(Given instruction 1):
Summarize the passage on the rare-event sampling algorithm in two sentences.
(Given instruction 2):
Please pick up the passage on the rare-event sampling algorithm after its final sentence and continue it.

(Passage provided):
## begin

The paper in Nature Computational Science reports how the research team found a solution to this by combining computer simulations and artificial intelligence. They developed a machine learning algorithm that learns how to sample rare events. Using deep learning it builds mathematical models, based on transition path sampling, that help identify tell-tale signs for impending molecular transitions. The algorithm thus is able to ‘home in’ on the brief moments of the actual transitions, which prevents wasting computational resources waiting for such events to occur.

Thus, the algorithm can be used to study rare events occurring on previously inaccessible timescales. By autonomously initialising and analysing the modelling data, the algorithm reduces the amount of input required from researchers. Furthermore, by distilling the learned models into a human-accessible form, via so-called symbolic regression, the algorithm aids researchers in understanding and generalizing the findings to broad classes of systems.

Methane hydrate crystals

The machine-learning approach was tested, among others, in the nucleation of gas hydrate crystals. This is the field of expertise of Peter Bolhuis and Arjun, who obtained his PhD on transition path sampling of clathrate hydrate formation with Bolhuis in 2021. It was demonstrated that the algorithm was able to learn how temperature controls the way in which methane hydrates form. Such hydrates are ice-like solids that form at low temperature and high pressure from a liquid mixture of water and methane. In this phase transition, water molecules assemble spontaneously into an intricate crystal lattice with regularly spaced cages filled by methane. Despite commercial relevance in natural gas processing, the mechanism of gas-hydrate formation remains not completely understood.

## end

(Provided records):

## begin

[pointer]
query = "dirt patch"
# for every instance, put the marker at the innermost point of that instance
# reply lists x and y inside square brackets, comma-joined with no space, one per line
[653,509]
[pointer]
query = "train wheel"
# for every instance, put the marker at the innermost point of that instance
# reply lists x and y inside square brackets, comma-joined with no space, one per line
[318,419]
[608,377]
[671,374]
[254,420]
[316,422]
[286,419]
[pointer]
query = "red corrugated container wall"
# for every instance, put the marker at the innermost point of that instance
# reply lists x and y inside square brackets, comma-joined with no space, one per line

## end
## begin

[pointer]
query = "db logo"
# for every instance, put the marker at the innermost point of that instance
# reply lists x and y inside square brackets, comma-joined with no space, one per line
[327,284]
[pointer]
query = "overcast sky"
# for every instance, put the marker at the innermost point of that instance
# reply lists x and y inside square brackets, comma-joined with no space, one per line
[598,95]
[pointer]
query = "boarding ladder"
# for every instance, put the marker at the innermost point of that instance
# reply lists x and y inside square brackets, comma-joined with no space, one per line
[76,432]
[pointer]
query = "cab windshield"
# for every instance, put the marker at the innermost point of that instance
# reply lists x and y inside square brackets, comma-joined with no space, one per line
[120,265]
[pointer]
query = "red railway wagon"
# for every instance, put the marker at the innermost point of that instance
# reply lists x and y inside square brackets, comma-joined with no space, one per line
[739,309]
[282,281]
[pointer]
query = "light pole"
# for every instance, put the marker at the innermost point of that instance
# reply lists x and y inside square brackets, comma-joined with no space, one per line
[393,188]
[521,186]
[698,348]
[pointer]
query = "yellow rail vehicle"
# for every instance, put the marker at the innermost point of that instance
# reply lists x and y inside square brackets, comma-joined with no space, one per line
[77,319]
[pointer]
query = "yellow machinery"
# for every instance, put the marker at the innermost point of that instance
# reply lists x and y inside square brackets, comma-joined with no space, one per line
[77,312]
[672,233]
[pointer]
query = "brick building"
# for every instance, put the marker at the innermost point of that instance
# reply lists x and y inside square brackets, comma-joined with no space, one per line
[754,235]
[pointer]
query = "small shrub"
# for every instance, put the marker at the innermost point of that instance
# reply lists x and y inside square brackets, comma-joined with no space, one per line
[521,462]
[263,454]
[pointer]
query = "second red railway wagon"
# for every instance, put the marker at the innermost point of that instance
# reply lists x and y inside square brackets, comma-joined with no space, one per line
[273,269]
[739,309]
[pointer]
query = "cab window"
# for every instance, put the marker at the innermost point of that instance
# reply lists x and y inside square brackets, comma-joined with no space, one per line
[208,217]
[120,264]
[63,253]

## end

(Exercise output 1):
A research team reported in Nature Computational Science a machine learning algorithm that combines computer simulations with deep learning to home in on the brief moments of rare molecular transitions, saving computational resources, reducing researcher input and distilling its models into a human-accessible form through symbolic regression. Among other tests, it was applied to the nucleation of gas hydrate crystals, where it learned how temperature controls the way methane hydrates form.

(Exercise output 2):
Data-driven quantitative mechanistic model revealing a switch in nucleation mechanism of methane hydrate formation. The equation above, obtained by symbolic regression of the deep neural net, contains reference variables regarding surface water molecules, hydrate cages and temperature, as well as numerical constants. The coloured curved planes in the graph depict surfaces of equal probability to form a solid hydrate, e.g. the light blue transtion state surface identifies which structures are about to solidify with 50% probability. The curvature illustrates the gain in importance of the cage number at higher temperatures. The structural insets illustrate the two competing mechanisms at low and high temperature. The red and blue balls depict the methane molecules surrounded by ice-like cages (lines) of specific types, which can identify the degree of crystalinity. Image taken from publication.

Using the novel machine learning approach, Bolhuis and Arjun were able to reveal a temperature-dependent change in the nucleation mechanism of methane hydrate. The data-driven, algorithm-generated mechanistic model predicted correctly how at low temperatures the size of the nucleus alone determines crystal growth. At higher temperatures, the number of a specific type of water cages gains in importance. Thus, a switch was established from amorphous growth at low temperatures to crystalline growth at higher temperatures.

The research was carried out in a cooperation between the Department of Theoretical Biophysics at the Max Planck Institute of Biophysics, the Institute for Advanced Studies (both in Frankfurt, Germany), the Institute of Biophysics at Goethe University Frankfurt, the Faculty of Physics at the University of Vienna (Austria) and the Van ’t Hoff Institute for Molecular Sciences at the University of Amsterdam (The Netherlands).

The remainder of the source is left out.